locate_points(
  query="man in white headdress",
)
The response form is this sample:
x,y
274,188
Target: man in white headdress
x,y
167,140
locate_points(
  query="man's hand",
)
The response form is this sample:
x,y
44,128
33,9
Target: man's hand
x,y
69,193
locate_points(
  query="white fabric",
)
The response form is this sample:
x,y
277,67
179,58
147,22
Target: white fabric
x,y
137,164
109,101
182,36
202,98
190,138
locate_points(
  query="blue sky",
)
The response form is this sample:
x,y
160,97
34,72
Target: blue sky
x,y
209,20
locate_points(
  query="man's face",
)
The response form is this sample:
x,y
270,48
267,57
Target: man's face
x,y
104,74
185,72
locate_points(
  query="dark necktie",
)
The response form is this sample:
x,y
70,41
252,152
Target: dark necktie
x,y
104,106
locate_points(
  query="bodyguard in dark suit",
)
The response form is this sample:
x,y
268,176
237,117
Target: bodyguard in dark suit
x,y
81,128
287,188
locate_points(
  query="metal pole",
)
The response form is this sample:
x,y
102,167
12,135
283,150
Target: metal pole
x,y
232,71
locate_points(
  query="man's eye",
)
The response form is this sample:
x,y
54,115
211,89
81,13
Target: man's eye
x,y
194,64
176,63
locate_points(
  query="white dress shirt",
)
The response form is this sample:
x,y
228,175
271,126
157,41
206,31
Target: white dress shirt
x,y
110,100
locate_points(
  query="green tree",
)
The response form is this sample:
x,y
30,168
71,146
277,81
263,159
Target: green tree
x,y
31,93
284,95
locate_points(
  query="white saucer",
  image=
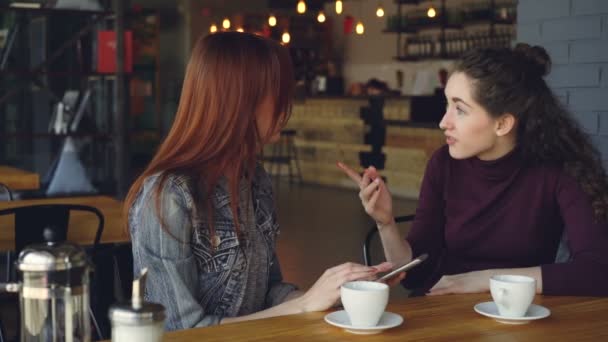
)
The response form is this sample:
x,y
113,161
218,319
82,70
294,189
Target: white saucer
x,y
387,321
534,312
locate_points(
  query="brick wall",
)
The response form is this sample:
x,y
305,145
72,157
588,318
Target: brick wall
x,y
575,33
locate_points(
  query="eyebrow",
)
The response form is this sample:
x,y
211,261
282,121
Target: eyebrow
x,y
458,99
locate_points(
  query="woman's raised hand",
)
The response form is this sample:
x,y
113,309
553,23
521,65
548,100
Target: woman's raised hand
x,y
374,194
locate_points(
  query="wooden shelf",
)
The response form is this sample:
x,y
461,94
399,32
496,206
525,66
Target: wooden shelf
x,y
439,26
408,2
49,11
54,136
56,73
421,58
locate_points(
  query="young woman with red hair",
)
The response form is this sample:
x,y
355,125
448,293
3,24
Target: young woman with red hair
x,y
201,216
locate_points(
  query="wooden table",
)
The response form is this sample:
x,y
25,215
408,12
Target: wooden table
x,y
441,318
17,179
81,227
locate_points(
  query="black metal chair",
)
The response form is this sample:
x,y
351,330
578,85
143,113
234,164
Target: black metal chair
x,y
6,194
367,258
30,223
284,152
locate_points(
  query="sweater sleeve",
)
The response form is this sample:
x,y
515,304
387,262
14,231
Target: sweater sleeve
x,y
586,273
427,232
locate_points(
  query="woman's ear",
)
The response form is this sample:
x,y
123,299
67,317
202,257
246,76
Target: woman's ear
x,y
505,124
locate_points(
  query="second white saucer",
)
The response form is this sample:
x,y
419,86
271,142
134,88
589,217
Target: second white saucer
x,y
489,309
340,319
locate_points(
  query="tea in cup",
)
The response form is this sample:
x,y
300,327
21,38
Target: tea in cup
x,y
512,294
364,302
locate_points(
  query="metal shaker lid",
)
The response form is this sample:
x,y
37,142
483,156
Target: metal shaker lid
x,y
147,313
137,312
51,256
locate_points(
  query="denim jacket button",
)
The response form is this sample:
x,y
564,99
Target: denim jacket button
x,y
216,241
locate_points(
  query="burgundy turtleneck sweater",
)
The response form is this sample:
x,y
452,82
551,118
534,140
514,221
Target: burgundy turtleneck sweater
x,y
477,215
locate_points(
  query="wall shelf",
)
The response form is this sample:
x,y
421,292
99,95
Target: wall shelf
x,y
414,43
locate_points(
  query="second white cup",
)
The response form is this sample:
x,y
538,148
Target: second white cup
x,y
364,302
512,294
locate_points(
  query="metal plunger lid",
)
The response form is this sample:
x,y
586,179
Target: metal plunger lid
x,y
52,255
137,312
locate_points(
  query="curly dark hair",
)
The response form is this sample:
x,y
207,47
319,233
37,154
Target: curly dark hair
x,y
511,81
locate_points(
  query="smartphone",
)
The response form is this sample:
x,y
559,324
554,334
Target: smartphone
x,y
403,268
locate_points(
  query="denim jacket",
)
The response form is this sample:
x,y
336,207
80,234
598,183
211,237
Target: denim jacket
x,y
200,279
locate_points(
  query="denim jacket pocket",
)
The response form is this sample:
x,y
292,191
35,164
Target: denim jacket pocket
x,y
219,252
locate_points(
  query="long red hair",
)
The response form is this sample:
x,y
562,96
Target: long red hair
x,y
215,132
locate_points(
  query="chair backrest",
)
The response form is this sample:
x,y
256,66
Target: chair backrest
x,y
367,258
5,193
30,222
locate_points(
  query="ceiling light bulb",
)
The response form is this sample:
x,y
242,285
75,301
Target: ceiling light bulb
x,y
272,20
301,7
360,29
339,7
321,17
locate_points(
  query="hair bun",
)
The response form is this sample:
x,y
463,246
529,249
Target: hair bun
x,y
536,57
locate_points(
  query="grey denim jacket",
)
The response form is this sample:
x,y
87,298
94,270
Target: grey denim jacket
x,y
198,284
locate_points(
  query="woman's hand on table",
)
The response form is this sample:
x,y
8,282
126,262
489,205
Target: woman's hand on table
x,y
326,290
374,194
471,282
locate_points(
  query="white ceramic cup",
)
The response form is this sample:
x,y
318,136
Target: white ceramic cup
x,y
512,294
364,302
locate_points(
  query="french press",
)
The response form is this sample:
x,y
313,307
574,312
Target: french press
x,y
53,292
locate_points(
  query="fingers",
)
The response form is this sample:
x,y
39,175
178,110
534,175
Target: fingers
x,y
372,172
365,181
371,204
396,280
358,276
368,190
384,267
350,172
349,267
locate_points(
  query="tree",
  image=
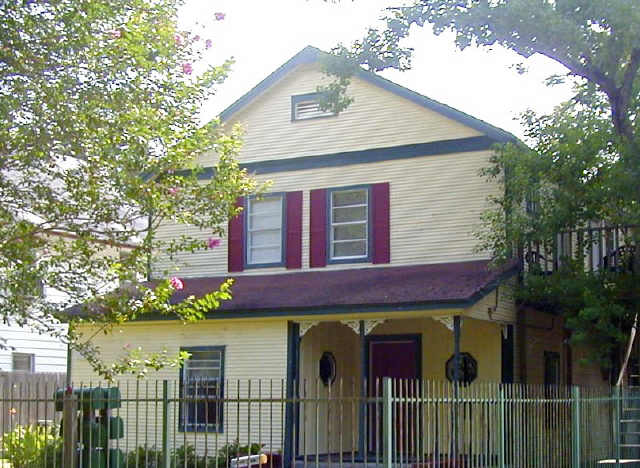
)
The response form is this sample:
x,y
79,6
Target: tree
x,y
99,131
583,162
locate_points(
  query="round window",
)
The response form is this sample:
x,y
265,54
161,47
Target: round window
x,y
468,370
327,368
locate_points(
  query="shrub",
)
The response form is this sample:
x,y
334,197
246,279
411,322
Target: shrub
x,y
144,457
33,446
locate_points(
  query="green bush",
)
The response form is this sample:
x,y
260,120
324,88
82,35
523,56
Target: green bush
x,y
33,447
143,457
186,456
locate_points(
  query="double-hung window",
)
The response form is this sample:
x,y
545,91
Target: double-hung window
x,y
201,389
23,362
265,233
349,224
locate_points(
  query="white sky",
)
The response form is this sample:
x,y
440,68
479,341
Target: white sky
x,y
261,35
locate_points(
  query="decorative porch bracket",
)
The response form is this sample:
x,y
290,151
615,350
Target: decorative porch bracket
x,y
306,325
369,325
447,321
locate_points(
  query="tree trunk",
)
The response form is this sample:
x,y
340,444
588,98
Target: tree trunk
x,y
627,354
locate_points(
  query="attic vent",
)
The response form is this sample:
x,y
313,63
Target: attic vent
x,y
307,106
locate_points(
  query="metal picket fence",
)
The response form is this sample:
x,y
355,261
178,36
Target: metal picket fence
x,y
275,423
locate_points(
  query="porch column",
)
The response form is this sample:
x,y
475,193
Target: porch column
x,y
293,374
363,379
456,381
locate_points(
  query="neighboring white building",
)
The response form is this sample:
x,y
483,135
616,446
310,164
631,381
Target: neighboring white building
x,y
28,351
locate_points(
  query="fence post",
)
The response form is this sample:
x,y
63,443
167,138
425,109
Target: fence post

_WHAT YOU ARE ASKED TO DO_
Reproduce each line exactly as it appears, omitting the pictures.

_RESULT OF THE TASK_
locate_points(
  query="man in white headdress",
)
The response form is this sample:
x,y
274,188
Target: man in white headdress
x,y
167,140
locate_points(
  query="man's hand",
)
The response form is this sample:
x,y
44,128
33,9
Target: man's hand
x,y
69,193
locate_points(
  query="white fabric",
)
The response form is this sample:
x,y
277,67
179,58
147,22
Target: white fabric
x,y
137,164
109,101
182,36
202,98
190,138
locate_points(
  query="blue sky",
)
The response form is this sample:
x,y
160,97
34,72
Target: blue sky
x,y
209,20
locate_points(
  query="man's face",
)
The response form is this sample:
x,y
270,48
267,57
Target: man's face
x,y
104,74
185,72
locate_points(
  query="dark necktie",
)
The response form is this sample:
x,y
70,41
252,152
Target: dark necktie
x,y
104,106
locate_points(
  query="bodyguard in dark suit",
)
The response form is this sample:
x,y
268,176
237,117
Target: bodyguard in dark suit
x,y
81,128
287,188
locate_points(
  query="metal pole",
)
The response form is this sample:
x,y
102,167
12,135
283,150
Target: metal pole
x,y
232,71
locate_points(
  query="man's eye",
)
The response form is this sample:
x,y
54,115
211,89
81,13
Target: man's eye
x,y
194,64
176,63
locate_points(
  query="white dress shirt",
)
The response form is this sample:
x,y
228,175
271,126
157,41
206,31
Target: white dress shirt
x,y
110,100
locate_points(
  query="green tree",
)
The response form is this sample:
x,y
30,168
71,146
277,81
263,159
Target: green tree
x,y
31,93
284,95
locate_points(
  query="white saucer",
  image=
)
The response form is this sample:
x,y
113,161
218,319
82,70
294,189
Target: white saucer
x,y
387,321
534,312
locate_points(
  query="brick wall",
)
The response form is this sample:
x,y
305,145
72,157
588,318
Target: brick wall
x,y
575,33
locate_points(
  query="eyebrow",
)
The response form is this sample:
x,y
211,261
282,121
Target: eyebrow
x,y
458,99
locate_points(
  query="woman's raised hand",
)
The response form is this sample:
x,y
113,309
553,23
521,65
548,100
Target: woman's raised hand
x,y
374,194
locate_points(
  query="wooden shelf",
)
The response form is this sample:
x,y
461,94
399,32
496,206
525,66
Target: wooden shelf
x,y
439,26
408,2
49,11
54,136
56,73
421,58
locate_points(
  query="young woman with red hair",
)
The response form is this sample:
x,y
355,125
448,293
3,24
Target: young woman with red hair
x,y
201,216
locate_points(
  query="wooden table",
)
The response form is this sample:
x,y
25,215
408,12
Target: wooden table
x,y
441,318
17,179
81,227
locate_points(
  query="black metal chair",
)
The response form is this sample:
x,y
351,330
578,85
143,113
234,164
Target: black metal chair
x,y
6,194
367,258
30,223
284,152
locate_points(
  query="sweater sleeve",
)
The response form is this sample:
x,y
515,304
387,262
14,231
Target: sweater sleeve
x,y
586,273
427,232
locate_points(
  query="woman's ear",
)
The response form is this sample:
x,y
123,299
67,317
202,257
246,76
Target: woman's ear
x,y
505,124
locate_points(
  query="second white saucer",
)
The response form is this sample:
x,y
419,86
271,142
134,88
589,217
Target: second white saucer
x,y
489,309
340,319
locate_points(
  query="tea in cup",
)
The response form is this sample:
x,y
300,327
21,38
Target: tea in cup
x,y
512,294
364,302
locate_points(
  query="metal shaker lid",
)
The response form is this sample:
x,y
37,142
483,156
Target: metal shaker lid
x,y
147,313
137,312
51,256
locate_points(
  query="denim jacket button",
)
The response form is this sample:
x,y
564,99
Target: denim jacket button
x,y
216,241
locate_points(
  query="burgundy turtleneck sweater",
)
The response form is this sample:
x,y
452,82
551,118
534,140
514,221
Target: burgundy turtleneck sweater
x,y
477,215
locate_points(
  query="wall shelf",
)
The response form is this sample:
x,y
421,292
99,95
Target: wall shelf
x,y
414,43
locate_points(
  query="second white cup",
)
The response form is this sample:
x,y
538,148
Target: second white cup
x,y
364,302
512,294
locate_points(
  query="metal plunger lid",
)
The response form is this sample:
x,y
586,179
Target: metal plunger lid
x,y
52,255
137,312
locate_points(
  query="curly dark hair",
)
The response form is this sample:
x,y
207,47
319,233
37,154
Target: curly dark hair
x,y
511,81
locate_points(
  query="smartphone",
)
The response form is this sample:
x,y
559,324
554,334
Target: smartphone
x,y
403,268
locate_points(
  query="denim jacket",
)
The response form is this sample:
x,y
336,207
80,234
598,183
211,237
Target: denim jacket
x,y
200,279
locate_points(
  query="denim jacket pocket",
)
The response form is this sample:
x,y
292,191
35,164
Target: denim jacket pocket
x,y
219,252
locate_points(
  query="long red hair",
)
The response form is this sample:
x,y
562,96
Target: long red hair
x,y
215,132
locate_points(
  query="chair backrest",
)
The response form is this sample:
x,y
256,66
Target: chair backrest
x,y
367,258
5,193
30,222
locate_points(
  query="ceiling light bulb",
)
The response form is this sample:
x,y
242,285
75,301
Target: ceiling light bulb
x,y
272,20
301,7
360,29
339,7
321,17
locate_points(
  query="hair bun",
)
The response form is this sample:
x,y
463,246
529,249
Target: hair bun
x,y
536,57
locate_points(
  query="grey denim jacket",
)
The response form is this sample:
x,y
87,298
94,270
Target: grey denim jacket
x,y
198,284
locate_points(
  query="woman's hand on table",
)
The response form is this sample:
x,y
8,282
126,262
489,205
Target: woman's hand on table
x,y
326,290
374,194
471,282
locate_points(
  query="white ceramic cup",
)
The response form is this sample:
x,y
318,136
Target: white ceramic cup
x,y
512,294
364,302
locate_points(
  query="french press",
)
The response form is this sample:
x,y
313,307
574,312
Target: french press
x,y
53,292
locate_points(
  query="fingers",
)
The response form is this sample:
x,y
39,175
178,110
534,175
Target: fingers
x,y
372,172
365,181
371,204
396,280
358,276
368,190
384,267
350,172
349,267
locate_points(
  query="tree",
  image=
)
The response form is this sample:
x,y
79,6
Target: tree
x,y
99,131
583,162
locate_points(
  query="round window",
)
The response form is this sample:
x,y
265,54
161,47
Target: round window
x,y
468,370
327,368
locate_points(
  query="shrub",
)
The response form is this sample:
x,y
334,197
246,279
411,322
Target: shrub
x,y
144,457
33,446
locate_points(
  query="green bush",
)
The response form is this sample:
x,y
260,120
324,88
82,35
523,56
Target: green bush
x,y
33,447
143,457
186,456
locate_points(
  query="double-hung window",
)
The response form is this sample:
x,y
545,91
Target: double-hung window
x,y
201,389
23,362
265,233
349,224
locate_points(
  query="white sky",
)
The response form is this sample:
x,y
440,68
479,341
Target: white sky
x,y
261,35
locate_points(
  query="decorative porch bracket",
)
The response form is this sample:
x,y
290,151
615,350
Target: decorative porch bracket
x,y
306,325
369,325
447,321
locate_points(
  query="tree trunk",
)
The response form is this sample:
x,y
340,444
588,98
Target: tree trunk
x,y
627,354
locate_points(
  query="attic vent",
)
The response form is this sample:
x,y
313,63
Target: attic vent
x,y
307,106
locate_points(
  query="metal picket fence",
)
The response form is this sample:
x,y
355,261
178,36
Target: metal picket fence
x,y
275,423
locate_points(
  query="porch column",
)
The response form is this sample:
x,y
475,193
Target: porch column
x,y
293,374
363,379
456,381
locate_points(
  query="neighboring white building",
)
The response form is this sample:
x,y
483,135
616,446
310,164
631,381
Target: neighboring white building
x,y
28,351
locate_points(
  query="fence post",
)
The response form is this sample:
x,y
63,443
167,138
425,109
Target: fence post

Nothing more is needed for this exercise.